### [Aim]
Reproduce everything from "1. Mark Gagnier" down to "from my colleagues." in the blog post on Osama bin Laden below, keeping every word and mark unchanged.

A Safer And Better World With Or Without Osama Bin Laden

The world is not a better or safer place because Osama bin Laden is gone from it. Nothing has changed. Violence has created violence, which has created violence, in an endless chain whose origin is insignificant. What matters is what we do now. That is always what matters. Shall we hate those who hate us or shall we love them? If we hate those who hate, what is the difference between us and them? Shall we love only those who deserve it? Who look like us? Who believe like us? If we love those who, like us, are born and will die; who, like us, cry when they are frightened; who, like us, lash out in pain when they feel powerless, who would we not love?

From the distorted perceptions of fear, forgiving the unforgivable is unforgivable. The choice between love and fear is always with us. Often we choose fear, but we do not need to. Unchallenged fear of the pain of powerlessness, of the pain of humiliation, of the pain of loss moves us forward and we create more violence and the chain grows. Forgiveness does not mean freeing a killer or ignoring a bully. It means putting down the burden of your hate and relieving yourself of the pain it creates in you. Bin Laden is dead but you are alive. Who is suffering from the pain of your hatred for him now? How long will you continue? Who else are you not forgiving? Out of the past fear encircles us, emerges into the present, and from there grows into the future where our children will reflect our own fear back to us in the violence that they will do when they encounter the unforgivable. But they do not need to. They could reflect back to us a world of love if we are willing to show them a world of love now.

What would that world look like? How would it perceive Osama bin Laden? Would it rejoice at his death? Would a world of love meet fear with fear or would it replace fear with love? How much courage would it take you to do that?

Gary Zukav

  • Published: May 6, 2011
  • Filed in: Blog

23 comments on “A Safer And Better World With Or Without Osama Bin Laden”

  1. Mark Gagnier says:

    I am a 12 year flight attendant for one of the airlines hyjacked on 9/11. The events deeply impacted me….. my life, my work, my wounded spirit. It activated fearful parts of my personality. Still, I continue striving to work through this profoundly painful experience with compassion and love. It is not easy. Not even these many years later.

    I feel we must all reflect on our actions as; individuals, communities, nations, and as a species that lead us to that very dark day in human history. I choose to try to understand Bin Laden, forgive him, and even try to be grateful for life lessons. Needless to say, this concept has met viament opposition from my colleagues.

### [Given information]
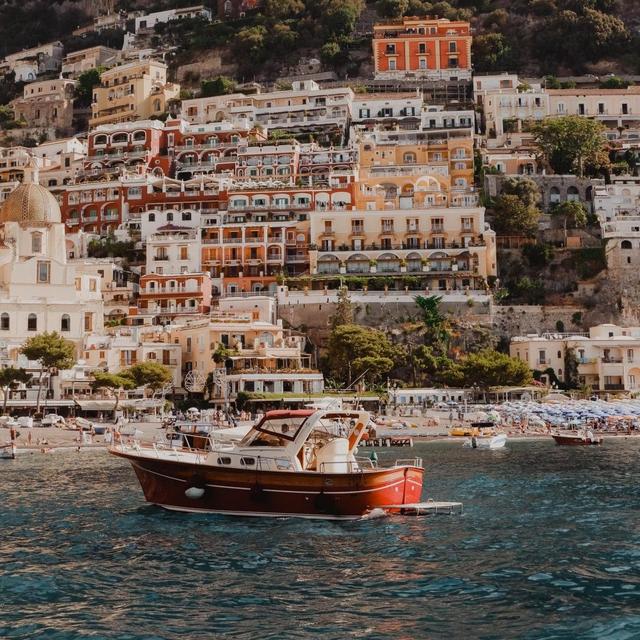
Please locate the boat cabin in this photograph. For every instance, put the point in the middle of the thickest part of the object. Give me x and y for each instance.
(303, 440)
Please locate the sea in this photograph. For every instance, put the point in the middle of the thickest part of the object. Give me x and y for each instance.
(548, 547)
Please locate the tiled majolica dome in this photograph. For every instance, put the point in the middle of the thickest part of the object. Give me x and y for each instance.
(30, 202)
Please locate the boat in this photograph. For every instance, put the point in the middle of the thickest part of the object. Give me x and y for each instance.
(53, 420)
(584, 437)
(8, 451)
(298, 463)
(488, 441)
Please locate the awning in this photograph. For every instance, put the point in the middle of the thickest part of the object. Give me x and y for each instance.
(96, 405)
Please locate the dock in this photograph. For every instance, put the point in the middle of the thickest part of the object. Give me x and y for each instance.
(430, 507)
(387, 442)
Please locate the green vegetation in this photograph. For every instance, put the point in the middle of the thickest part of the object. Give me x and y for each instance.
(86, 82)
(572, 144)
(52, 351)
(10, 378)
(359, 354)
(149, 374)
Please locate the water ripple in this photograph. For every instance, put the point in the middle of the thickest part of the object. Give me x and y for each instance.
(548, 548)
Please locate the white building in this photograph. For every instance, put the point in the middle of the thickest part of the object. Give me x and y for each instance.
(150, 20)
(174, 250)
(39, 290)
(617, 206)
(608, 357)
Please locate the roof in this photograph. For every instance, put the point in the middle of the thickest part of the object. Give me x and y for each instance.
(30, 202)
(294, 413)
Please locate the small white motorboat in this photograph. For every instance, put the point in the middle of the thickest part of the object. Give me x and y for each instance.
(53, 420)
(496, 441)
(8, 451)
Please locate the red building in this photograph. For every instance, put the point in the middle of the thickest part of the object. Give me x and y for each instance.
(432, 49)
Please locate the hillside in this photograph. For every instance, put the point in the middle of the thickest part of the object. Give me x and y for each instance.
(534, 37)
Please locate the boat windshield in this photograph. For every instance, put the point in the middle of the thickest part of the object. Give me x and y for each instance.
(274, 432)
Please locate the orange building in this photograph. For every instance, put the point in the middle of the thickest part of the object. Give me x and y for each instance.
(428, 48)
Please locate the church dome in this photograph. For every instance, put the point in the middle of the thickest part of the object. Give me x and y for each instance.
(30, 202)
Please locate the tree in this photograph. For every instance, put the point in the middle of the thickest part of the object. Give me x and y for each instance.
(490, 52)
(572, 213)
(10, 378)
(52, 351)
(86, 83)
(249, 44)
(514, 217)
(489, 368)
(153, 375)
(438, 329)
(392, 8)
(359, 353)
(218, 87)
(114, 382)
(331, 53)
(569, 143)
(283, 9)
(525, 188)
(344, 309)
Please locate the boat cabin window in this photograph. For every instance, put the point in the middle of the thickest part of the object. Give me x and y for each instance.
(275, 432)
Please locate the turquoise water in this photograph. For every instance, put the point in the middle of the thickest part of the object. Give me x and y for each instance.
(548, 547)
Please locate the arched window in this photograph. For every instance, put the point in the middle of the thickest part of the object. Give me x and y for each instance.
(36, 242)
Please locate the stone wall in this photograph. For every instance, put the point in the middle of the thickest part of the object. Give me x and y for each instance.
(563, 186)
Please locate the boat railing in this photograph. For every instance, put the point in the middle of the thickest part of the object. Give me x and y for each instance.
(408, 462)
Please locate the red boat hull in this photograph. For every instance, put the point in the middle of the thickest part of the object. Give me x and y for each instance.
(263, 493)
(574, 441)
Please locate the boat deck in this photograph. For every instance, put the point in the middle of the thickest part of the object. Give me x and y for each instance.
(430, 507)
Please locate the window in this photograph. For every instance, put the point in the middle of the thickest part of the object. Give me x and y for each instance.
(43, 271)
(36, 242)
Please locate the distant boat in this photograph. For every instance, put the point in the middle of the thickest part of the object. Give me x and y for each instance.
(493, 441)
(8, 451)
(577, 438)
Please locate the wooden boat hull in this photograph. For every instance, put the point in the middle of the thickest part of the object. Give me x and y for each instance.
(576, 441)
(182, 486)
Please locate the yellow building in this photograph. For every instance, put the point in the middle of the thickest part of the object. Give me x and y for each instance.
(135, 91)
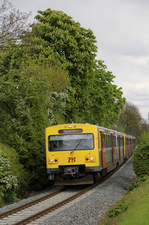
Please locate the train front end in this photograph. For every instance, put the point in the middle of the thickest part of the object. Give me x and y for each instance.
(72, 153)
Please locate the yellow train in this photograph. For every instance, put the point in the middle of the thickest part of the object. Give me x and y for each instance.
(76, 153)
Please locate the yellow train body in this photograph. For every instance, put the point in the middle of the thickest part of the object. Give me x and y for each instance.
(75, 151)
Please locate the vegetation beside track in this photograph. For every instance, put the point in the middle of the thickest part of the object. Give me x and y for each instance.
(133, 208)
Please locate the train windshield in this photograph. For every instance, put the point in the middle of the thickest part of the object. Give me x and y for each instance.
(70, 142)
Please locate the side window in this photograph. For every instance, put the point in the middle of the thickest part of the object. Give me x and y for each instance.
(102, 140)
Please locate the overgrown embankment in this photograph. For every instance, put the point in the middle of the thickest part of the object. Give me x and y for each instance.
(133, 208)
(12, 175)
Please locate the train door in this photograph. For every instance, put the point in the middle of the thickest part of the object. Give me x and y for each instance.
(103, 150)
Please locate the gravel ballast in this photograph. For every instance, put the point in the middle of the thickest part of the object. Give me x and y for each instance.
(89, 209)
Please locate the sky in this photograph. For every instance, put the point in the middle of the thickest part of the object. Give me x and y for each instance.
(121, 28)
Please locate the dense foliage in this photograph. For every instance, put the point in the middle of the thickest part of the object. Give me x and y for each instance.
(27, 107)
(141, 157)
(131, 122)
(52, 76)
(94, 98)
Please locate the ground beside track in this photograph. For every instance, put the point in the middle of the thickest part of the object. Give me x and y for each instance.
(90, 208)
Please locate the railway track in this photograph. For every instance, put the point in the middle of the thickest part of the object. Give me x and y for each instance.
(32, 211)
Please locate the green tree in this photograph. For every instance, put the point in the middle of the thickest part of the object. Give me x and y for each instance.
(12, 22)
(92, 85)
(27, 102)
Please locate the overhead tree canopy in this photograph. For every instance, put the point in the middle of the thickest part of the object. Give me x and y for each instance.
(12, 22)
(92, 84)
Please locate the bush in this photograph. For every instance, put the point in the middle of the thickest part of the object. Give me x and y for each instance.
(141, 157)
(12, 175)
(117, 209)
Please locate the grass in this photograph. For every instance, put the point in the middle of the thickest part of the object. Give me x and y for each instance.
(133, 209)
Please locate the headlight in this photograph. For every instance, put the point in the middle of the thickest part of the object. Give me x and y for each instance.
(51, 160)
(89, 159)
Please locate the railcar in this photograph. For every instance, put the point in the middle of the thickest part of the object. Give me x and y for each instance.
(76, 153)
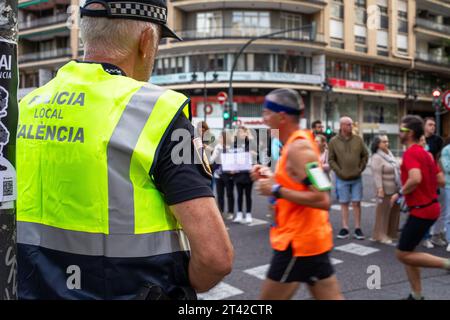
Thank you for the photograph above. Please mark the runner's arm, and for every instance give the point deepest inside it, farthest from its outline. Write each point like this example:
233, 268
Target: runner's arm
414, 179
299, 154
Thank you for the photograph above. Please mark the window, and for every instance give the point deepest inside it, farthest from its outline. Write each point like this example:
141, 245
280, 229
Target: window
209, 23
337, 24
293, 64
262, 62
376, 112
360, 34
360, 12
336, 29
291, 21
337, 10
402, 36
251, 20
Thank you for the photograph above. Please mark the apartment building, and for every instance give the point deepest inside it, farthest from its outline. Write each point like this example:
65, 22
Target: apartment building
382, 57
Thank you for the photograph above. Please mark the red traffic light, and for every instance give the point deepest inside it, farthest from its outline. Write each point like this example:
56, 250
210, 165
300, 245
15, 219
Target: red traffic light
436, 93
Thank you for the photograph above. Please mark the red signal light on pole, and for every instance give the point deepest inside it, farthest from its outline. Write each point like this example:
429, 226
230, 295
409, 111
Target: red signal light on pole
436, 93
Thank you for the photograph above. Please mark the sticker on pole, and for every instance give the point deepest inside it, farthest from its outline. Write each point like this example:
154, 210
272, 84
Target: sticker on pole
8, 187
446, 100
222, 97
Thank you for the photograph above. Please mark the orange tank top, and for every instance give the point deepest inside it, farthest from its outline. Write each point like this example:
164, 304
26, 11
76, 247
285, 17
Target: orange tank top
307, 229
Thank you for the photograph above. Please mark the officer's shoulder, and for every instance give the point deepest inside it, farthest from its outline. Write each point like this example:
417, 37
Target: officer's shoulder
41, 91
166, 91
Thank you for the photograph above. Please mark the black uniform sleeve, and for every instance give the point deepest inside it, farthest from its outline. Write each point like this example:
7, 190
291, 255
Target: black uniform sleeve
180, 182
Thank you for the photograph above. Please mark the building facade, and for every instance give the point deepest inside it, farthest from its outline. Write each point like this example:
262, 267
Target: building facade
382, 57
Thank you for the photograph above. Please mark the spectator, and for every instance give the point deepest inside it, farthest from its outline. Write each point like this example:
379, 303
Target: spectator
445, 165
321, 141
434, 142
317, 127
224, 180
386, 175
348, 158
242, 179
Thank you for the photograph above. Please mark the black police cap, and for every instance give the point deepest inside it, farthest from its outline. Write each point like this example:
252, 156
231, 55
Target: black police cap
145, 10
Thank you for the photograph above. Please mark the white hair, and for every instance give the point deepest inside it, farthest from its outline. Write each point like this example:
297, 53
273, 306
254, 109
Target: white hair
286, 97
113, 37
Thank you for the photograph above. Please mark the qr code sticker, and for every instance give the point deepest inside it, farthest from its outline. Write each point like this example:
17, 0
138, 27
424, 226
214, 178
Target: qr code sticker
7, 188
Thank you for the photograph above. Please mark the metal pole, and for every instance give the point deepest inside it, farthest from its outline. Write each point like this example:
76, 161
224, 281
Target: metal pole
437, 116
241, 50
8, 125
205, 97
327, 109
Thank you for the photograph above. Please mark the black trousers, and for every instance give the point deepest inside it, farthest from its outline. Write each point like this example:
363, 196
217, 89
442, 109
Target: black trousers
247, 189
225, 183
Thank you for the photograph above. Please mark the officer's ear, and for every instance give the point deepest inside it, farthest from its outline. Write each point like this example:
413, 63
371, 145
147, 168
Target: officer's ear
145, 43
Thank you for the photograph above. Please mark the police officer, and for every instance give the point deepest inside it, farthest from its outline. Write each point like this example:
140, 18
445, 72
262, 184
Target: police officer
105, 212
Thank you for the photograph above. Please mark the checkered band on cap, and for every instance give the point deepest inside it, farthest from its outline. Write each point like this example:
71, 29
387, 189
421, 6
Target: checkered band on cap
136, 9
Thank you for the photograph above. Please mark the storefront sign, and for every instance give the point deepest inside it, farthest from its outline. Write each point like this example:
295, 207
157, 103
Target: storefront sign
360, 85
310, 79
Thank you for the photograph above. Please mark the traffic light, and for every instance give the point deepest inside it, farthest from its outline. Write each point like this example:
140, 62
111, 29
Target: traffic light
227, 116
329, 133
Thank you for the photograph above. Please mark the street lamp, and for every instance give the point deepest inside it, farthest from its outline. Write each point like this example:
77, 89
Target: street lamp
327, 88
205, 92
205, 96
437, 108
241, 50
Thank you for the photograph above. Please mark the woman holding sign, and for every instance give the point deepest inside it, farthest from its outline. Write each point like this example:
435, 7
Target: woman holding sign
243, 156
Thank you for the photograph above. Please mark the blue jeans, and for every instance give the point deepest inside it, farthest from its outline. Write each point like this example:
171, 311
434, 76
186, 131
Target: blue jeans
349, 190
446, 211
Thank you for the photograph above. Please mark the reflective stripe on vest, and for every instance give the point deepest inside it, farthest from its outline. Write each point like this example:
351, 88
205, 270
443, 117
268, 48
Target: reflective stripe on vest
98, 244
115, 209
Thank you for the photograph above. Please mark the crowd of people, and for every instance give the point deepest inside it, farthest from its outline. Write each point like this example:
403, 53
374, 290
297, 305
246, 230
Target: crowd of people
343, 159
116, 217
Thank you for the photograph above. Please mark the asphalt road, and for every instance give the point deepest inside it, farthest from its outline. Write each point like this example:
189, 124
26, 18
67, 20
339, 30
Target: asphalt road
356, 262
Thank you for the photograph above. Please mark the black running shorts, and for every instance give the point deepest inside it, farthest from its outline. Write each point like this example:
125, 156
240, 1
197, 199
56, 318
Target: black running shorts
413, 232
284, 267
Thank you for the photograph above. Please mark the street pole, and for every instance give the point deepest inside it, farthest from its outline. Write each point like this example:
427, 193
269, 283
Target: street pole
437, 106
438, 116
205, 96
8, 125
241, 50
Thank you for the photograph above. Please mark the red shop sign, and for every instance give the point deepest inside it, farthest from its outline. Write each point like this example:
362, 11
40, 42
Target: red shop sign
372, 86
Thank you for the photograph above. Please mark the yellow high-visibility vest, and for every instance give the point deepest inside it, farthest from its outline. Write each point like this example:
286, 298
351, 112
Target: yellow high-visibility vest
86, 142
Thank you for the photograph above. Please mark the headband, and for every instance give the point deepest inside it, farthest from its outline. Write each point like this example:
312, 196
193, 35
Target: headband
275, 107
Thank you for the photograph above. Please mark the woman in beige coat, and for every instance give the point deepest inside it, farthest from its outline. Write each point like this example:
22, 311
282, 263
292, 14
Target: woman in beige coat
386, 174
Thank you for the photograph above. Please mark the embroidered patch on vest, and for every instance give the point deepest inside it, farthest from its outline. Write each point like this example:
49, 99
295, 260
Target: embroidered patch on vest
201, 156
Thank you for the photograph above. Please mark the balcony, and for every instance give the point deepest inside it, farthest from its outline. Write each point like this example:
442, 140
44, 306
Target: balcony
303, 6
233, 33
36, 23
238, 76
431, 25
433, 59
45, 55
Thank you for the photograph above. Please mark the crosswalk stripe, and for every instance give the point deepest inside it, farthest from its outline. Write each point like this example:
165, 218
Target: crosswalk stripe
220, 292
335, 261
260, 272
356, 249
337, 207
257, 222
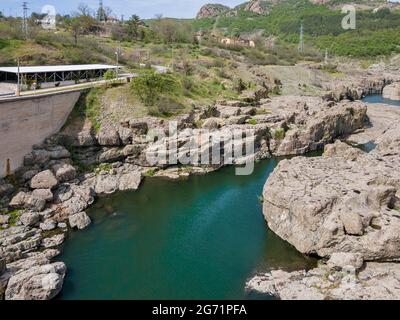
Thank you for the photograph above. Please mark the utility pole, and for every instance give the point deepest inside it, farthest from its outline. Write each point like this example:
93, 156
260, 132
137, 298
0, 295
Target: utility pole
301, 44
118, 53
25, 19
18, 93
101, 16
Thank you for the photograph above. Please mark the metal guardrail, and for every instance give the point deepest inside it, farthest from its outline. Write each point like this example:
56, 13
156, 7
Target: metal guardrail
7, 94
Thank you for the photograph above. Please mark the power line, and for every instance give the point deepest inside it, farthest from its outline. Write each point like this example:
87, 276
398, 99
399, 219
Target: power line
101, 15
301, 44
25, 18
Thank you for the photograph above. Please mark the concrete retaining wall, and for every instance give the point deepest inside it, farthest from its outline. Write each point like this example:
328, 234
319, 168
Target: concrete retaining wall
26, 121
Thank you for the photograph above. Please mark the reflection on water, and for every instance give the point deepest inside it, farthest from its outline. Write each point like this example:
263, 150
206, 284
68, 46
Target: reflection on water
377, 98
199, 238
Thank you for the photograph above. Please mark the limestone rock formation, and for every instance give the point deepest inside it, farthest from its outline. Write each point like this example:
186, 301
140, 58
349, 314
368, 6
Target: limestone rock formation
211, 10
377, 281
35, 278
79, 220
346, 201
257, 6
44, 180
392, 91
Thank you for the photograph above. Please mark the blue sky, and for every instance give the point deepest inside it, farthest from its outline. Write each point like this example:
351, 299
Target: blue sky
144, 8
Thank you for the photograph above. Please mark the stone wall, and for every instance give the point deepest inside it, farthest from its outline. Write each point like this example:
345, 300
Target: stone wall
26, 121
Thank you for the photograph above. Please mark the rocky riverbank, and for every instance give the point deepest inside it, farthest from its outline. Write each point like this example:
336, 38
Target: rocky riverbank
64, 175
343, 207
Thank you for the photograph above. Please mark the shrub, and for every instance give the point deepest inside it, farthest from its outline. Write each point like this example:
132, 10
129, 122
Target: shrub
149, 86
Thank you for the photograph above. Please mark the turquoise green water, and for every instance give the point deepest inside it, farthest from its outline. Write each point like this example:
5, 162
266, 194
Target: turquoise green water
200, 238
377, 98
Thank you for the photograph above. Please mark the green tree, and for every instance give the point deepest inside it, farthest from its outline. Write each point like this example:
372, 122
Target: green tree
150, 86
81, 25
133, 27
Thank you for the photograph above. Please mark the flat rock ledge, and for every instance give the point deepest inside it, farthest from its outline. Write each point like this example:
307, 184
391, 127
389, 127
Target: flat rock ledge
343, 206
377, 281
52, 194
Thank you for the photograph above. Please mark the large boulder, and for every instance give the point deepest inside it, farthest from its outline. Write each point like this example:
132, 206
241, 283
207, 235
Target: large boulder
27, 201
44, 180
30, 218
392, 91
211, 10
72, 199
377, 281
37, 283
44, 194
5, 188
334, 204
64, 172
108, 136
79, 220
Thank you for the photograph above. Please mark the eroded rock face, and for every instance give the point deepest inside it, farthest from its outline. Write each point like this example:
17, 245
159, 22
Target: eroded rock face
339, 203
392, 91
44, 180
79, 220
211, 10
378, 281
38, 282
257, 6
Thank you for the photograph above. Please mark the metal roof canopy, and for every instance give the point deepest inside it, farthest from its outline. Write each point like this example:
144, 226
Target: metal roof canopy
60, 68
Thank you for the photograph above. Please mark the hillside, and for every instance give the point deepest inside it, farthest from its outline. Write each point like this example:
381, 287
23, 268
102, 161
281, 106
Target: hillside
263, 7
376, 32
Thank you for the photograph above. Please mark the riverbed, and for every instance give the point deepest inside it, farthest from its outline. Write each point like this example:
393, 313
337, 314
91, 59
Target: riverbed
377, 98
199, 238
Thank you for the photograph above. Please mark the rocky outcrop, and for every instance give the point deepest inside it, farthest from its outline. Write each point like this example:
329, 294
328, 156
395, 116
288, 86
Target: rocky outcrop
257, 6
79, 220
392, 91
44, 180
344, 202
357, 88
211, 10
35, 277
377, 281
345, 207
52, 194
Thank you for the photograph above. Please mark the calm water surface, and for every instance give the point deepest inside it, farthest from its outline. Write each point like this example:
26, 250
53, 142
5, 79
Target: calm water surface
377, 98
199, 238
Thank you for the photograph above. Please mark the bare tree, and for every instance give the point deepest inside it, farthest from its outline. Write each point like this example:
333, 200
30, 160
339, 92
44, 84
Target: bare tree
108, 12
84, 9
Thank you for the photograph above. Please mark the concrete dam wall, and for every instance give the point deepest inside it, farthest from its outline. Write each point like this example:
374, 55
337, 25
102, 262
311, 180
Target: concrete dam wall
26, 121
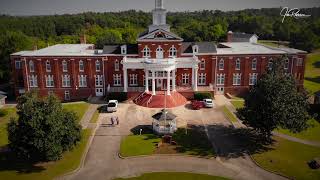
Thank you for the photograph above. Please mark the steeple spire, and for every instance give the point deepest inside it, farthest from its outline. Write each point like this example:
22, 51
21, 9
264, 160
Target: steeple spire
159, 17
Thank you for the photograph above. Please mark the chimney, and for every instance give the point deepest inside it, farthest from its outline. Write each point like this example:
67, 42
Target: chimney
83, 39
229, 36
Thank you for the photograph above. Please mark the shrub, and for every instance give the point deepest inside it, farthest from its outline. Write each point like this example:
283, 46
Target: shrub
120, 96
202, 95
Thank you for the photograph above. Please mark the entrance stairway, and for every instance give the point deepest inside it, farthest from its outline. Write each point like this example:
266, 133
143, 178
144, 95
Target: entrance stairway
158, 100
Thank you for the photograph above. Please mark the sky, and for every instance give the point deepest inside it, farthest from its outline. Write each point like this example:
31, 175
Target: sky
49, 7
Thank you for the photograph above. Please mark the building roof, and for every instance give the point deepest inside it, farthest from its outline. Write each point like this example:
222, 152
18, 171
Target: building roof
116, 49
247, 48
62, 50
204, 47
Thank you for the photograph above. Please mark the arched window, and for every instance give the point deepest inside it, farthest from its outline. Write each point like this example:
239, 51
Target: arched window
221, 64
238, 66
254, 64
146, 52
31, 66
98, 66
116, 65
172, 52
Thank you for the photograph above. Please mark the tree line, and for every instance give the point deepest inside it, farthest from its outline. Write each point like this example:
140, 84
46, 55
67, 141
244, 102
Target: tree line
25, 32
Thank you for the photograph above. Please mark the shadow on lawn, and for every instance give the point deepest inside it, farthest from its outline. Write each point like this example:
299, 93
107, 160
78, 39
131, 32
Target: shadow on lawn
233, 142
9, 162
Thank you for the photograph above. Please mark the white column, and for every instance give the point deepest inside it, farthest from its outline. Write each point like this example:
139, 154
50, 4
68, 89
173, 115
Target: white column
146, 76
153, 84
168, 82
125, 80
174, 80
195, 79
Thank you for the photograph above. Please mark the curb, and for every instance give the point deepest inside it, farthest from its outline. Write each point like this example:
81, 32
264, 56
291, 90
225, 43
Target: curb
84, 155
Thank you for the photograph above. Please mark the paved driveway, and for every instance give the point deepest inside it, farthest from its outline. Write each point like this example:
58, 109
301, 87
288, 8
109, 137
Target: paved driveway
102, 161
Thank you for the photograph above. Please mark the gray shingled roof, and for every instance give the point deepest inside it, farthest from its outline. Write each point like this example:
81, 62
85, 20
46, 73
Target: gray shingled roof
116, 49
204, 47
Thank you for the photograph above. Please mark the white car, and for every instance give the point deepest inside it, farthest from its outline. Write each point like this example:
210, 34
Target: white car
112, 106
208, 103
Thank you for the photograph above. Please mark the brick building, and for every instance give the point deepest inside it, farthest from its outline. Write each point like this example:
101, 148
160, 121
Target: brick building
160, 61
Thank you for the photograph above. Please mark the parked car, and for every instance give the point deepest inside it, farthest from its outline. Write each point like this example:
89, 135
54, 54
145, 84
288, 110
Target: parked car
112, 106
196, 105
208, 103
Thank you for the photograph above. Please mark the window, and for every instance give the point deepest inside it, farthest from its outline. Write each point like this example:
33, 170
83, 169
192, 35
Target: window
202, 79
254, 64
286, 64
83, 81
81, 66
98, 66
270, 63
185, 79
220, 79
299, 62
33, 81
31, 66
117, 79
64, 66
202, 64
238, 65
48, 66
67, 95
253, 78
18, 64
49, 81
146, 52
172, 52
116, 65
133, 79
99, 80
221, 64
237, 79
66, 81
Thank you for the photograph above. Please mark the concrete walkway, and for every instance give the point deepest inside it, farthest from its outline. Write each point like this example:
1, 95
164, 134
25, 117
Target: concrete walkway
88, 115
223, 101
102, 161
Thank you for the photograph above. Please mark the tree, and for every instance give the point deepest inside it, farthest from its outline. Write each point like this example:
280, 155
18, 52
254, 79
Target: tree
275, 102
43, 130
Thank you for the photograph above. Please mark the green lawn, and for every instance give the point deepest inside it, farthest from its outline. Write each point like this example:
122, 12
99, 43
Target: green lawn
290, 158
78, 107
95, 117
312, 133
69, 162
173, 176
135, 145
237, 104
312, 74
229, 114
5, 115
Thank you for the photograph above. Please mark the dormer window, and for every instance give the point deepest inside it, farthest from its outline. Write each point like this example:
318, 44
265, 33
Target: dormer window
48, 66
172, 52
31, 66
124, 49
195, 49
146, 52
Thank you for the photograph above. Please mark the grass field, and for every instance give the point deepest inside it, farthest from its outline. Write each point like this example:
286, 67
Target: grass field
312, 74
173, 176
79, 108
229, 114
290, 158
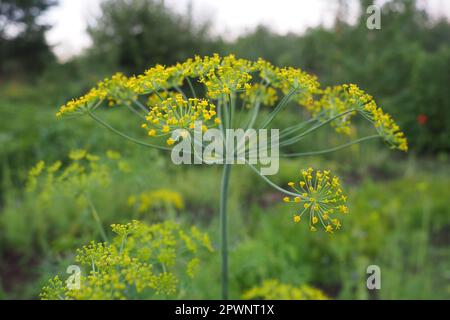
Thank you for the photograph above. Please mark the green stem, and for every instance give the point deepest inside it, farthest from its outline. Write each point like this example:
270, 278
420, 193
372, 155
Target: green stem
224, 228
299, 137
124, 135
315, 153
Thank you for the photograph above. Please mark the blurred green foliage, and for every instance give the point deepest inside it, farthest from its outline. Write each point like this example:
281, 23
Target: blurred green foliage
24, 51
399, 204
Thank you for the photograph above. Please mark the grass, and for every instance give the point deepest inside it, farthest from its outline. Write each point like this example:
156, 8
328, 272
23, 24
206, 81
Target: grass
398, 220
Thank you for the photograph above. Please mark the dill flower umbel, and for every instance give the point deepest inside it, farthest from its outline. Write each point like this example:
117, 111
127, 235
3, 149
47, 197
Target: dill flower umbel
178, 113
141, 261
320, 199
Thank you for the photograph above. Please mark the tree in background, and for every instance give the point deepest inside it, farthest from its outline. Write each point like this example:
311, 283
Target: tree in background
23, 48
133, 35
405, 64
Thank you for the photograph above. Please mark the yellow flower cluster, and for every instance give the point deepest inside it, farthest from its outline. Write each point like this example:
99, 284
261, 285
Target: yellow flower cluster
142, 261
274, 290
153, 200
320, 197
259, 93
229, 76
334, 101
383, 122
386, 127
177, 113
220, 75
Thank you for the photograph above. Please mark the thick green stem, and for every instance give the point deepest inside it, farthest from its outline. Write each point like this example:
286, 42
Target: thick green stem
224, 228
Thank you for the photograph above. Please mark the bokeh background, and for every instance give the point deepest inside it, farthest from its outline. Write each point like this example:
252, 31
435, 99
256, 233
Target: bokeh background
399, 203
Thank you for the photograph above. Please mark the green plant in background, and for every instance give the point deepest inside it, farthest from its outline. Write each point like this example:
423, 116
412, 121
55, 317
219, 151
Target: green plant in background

### [Completed exercise]
1. Mark Gagnier says:

    I am a 12 year flight attendant for one of the airlines hyjacked on 9/11. The events deeply impacted me….. my life, my work, my wounded spirit. It activated fearful parts of my personality. Still, I continue striving to work through this profoundly painful experience with compassion and love. It is not easy. Not even these many years later.

    I feel we must all reflect on our actions as; individuals, communities, nations, and as a species that lead us to that very dark day in human history. I choose to try to understand Bin Laden, forgive him, and even try to be grateful for life lessons. Needless to say, this concept has met viament opposition from my colleagues.